#### Input data:

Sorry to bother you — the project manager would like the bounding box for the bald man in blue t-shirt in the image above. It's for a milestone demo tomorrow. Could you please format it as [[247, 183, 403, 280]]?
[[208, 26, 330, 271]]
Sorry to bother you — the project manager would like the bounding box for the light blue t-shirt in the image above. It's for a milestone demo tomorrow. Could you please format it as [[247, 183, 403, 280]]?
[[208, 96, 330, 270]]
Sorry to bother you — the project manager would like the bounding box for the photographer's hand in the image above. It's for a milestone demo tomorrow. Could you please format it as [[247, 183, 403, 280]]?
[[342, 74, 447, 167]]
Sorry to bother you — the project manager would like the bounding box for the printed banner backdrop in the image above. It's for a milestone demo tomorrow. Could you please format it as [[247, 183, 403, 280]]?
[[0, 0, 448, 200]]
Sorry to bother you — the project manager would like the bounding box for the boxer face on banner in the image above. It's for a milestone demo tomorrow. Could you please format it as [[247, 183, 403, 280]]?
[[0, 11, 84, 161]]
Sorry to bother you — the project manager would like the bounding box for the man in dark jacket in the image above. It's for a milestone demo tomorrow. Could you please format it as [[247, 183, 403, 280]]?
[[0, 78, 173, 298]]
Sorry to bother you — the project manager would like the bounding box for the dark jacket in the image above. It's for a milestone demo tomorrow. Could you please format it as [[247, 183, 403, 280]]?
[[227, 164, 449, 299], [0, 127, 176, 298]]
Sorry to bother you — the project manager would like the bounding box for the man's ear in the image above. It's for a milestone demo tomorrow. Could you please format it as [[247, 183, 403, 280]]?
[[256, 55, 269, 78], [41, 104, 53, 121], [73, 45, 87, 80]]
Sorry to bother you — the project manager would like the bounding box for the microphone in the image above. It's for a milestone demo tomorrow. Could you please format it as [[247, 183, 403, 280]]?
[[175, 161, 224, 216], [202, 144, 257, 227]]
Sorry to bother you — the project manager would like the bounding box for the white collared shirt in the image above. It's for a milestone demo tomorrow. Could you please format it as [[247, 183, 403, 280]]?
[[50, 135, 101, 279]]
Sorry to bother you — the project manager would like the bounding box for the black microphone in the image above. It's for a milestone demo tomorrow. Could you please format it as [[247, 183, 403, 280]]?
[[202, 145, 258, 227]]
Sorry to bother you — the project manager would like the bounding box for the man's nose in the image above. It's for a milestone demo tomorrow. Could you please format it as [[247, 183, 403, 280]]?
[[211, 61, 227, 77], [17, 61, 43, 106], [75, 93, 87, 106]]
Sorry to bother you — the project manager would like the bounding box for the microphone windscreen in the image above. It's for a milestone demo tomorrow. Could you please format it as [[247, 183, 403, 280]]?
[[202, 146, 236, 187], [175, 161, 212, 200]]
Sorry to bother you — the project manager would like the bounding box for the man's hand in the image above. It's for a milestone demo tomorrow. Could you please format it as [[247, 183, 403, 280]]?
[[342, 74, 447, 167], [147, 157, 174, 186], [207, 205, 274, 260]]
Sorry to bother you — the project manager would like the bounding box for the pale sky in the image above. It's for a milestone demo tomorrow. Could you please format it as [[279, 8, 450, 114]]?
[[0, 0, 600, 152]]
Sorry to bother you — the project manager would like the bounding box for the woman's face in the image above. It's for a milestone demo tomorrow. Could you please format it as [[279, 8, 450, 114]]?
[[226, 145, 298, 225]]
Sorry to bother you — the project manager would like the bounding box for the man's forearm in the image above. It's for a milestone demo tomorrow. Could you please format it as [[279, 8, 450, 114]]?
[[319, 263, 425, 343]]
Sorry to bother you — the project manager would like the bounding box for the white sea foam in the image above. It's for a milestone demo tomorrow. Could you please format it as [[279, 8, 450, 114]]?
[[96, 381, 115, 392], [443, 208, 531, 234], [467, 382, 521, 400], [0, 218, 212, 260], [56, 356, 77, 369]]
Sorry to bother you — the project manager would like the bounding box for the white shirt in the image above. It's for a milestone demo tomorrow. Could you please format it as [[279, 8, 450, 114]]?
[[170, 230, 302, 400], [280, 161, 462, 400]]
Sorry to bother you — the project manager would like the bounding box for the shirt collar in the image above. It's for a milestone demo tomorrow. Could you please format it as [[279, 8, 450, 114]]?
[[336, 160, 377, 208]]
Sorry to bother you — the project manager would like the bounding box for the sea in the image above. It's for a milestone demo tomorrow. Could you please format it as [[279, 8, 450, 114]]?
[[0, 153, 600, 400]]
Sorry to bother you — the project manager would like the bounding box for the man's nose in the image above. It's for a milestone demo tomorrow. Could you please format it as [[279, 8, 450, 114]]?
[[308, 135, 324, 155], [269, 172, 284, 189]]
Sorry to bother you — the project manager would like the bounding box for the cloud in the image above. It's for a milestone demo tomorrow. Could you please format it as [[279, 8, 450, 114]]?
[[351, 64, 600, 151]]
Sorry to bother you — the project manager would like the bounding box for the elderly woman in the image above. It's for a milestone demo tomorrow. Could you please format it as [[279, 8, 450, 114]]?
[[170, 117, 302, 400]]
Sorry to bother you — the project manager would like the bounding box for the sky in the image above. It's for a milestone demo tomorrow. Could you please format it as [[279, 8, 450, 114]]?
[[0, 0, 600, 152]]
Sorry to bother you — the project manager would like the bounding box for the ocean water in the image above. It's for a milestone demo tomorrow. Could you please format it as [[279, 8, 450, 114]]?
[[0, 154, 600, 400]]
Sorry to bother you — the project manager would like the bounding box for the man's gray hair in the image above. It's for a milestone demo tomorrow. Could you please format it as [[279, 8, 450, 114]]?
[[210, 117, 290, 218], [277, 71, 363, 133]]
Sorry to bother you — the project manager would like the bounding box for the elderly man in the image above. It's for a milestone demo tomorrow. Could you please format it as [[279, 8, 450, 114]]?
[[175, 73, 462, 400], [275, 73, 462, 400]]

#### Stated problem:
Rewrite every record above as a numbered list, leaving out any blank lines.

#### Response to this task:
1. Sorry to bother you — the project manager would like the bounding box for the bald man in blue t-shirt in the image above. It's for a milestone demo tomorrow. Could you please format it as [[247, 183, 403, 280]]?
2. [[208, 26, 330, 271]]
3. Sorry to bother you — the project manager would like the bounding box for the light blue t-shirt in the image above. It's for a milestone demo tomorrow. Could you please format it as [[247, 183, 403, 280]]?
4. [[208, 96, 330, 270]]
5. Sorry to bother you — the project manager would like the bounding box for the photographer's hand in the image above. It's for a milestone demo tomorrow. Could you please format it as [[247, 183, 403, 280]]?
6. [[342, 74, 447, 167]]
7. Sorry to bother you — the project manager would like the bounding box for the printed banner backdrop in the image above. It's for a milestone demo tomorrow. Could you please format it as [[247, 183, 403, 280]]?
8. [[0, 0, 448, 200]]
9. Sorry to bother you — the project manager would like the bounding box for the boxer face on banner in the image above. It's for a milestone demo tomorrow. Could you please format it as [[247, 183, 403, 280]]?
10. [[0, 11, 84, 161]]
11. Sorry to bother you — the project manager would like the bounding box for the man in dark jacket in the image above. It's for a milestone demo tomorrow. Could you please format it as [[247, 183, 403, 280]]?
12. [[0, 78, 173, 298]]
13. Sorry to bother you — the project manager would like the bounding box for the dark jacket in the image above. It's for a milestone demo tomorrow. Could you please format it as [[247, 183, 403, 280]]?
14. [[227, 164, 449, 299], [0, 127, 176, 298]]
15. Sorry to bother you — the project manager would like the bounding box for the man's ear in the image above. It's for a milestone demo tomorrow. Could you please format it as [[247, 183, 403, 280]]?
16. [[256, 55, 269, 78], [41, 104, 53, 121], [73, 45, 87, 80]]
17. Sorry to bother you — the project manager would like the bounding box for the microphone in the image above. It's for a milestone demo tomorrow. Could you please format it as [[247, 183, 403, 280]]?
18. [[175, 161, 224, 216], [202, 144, 257, 227]]
19. Sorry to bother you — the project manager would like the bounding box for the white collared shirt in the image above. It's for a milestone demo tomorrow. Could you please format it as [[247, 183, 403, 280]]?
20. [[50, 135, 101, 279]]
21. Sorry to bother you — the project manager would like the bounding box for the black microphone in the image above. It's for a milestone demo tomorrow. Could you please format it as [[247, 183, 403, 280]]?
22. [[202, 145, 258, 227]]
23. Sorry to bother you — the project manager would like the bounding box for the man's nose in the image above. It's for a milestone demo tomorrow. Could you please format it as [[247, 183, 403, 280]]?
24. [[211, 61, 227, 77], [17, 61, 43, 106], [75, 93, 87, 106]]
25. Sorry to bother you — the project manager would like the bounding box for the microphone windscreen in the image above. It's for a milestone demo tomorrow. Could you please format it as [[247, 183, 403, 280]]?
26. [[202, 146, 236, 187], [175, 161, 212, 200]]
27. Sorry to bother you — the project manager would like the bounding box for the man's hand in the image above. It's for a milestone demo tomorrow. Could you please format it as [[247, 183, 403, 280]]?
28. [[342, 74, 447, 167], [147, 157, 174, 186], [207, 205, 274, 260]]
29. Sorry to bother you — the project manager would like the bounding box for the pale sky in the image above. It's for a milestone demo tomorrow. Could you please format it as [[279, 8, 450, 114]]?
30. [[0, 0, 600, 152]]
31. Sorry to bother you — the project manager would like the bounding box for the woman's face in the image above. It's for a milestone demo tomorrow. Could you please format it as [[279, 8, 450, 114]]?
32. [[226, 145, 298, 225]]
33. Sorry to bother you — the project manager would like the bounding box for the man's forearm in the image above. It's for a milestone demo tomorrow. Could you please format it as [[279, 8, 450, 114]]?
34. [[319, 263, 425, 343]]
35. Sorry to bother you — the project manager would like the bounding box for the white sea foam in the image above. It's for a milestone demo tomorrow. Could you please format it as [[279, 8, 450, 114]]?
36. [[96, 381, 115, 392], [443, 208, 531, 234], [467, 382, 521, 400], [0, 218, 212, 260], [56, 356, 77, 369]]
37. Sorry to bother you — the project manager would like the bounding box for the white shirt in the image above. It's for a milestone demo tomorrow. Could you please format it as [[279, 8, 450, 114]]?
38. [[170, 230, 302, 400], [280, 161, 462, 400]]
39. Sorry to bother you — the project manager would like the bounding box for the shirt collar in the image above. It's for a milestone demo tomorrow. Could you please format it as [[279, 8, 450, 114]]?
40. [[336, 160, 377, 208]]
41. Sorry to bother you — the project manager would like the bounding box for the sea in the image above. It's for a milestone demo tomorrow. Could you please format it as [[279, 8, 450, 114]]?
42. [[0, 153, 600, 400]]
43. Sorry to bother you — the project manager would like the bounding box for the man's nose in the image above. It's for a milestone demo tomorrow. Could you please format it as [[279, 8, 450, 114]]?
44. [[308, 135, 324, 155], [269, 172, 284, 189]]
45. Sorry to bother you — the project manager would like the bounding box for the cloud in the image above. It's for a milestone demo tomorrow. Could you please format it as [[279, 8, 450, 114]]?
46. [[351, 64, 600, 151]]
47. Sorry to bother you — the project manager would like the bounding box for the elderly woman in the image above. It's for a milestone demo tomorrow. Could you please format it as [[279, 8, 450, 114]]?
48. [[170, 117, 302, 400]]
49. Sorry to bother you — the project manager would like the bounding box for the sky in the image above. It's for a milestone demo tomorrow. Could you please format it as [[279, 8, 450, 114]]?
50. [[0, 0, 600, 152]]
51. Sorry to bother you — the project manager would like the bounding box for the ocean water in the image above. It's for a milestone demo tomorrow. Could you please format it as [[279, 8, 450, 114]]?
52. [[0, 154, 600, 400]]
53. Sorry to bother you — the project manager would like the bounding box for the man's gray hair in the image above. It's for a milestone demo tomorrow. Could you please format it as [[279, 8, 450, 114]]?
54. [[210, 117, 290, 218], [277, 71, 363, 133]]
55. Sorry to bother you — the project manager would like the bounding box for the elderly man in the image above. It's for a milestone demo tomorrow. Could you please format it as [[279, 8, 450, 114]]?
56. [[175, 73, 462, 400], [275, 73, 462, 400]]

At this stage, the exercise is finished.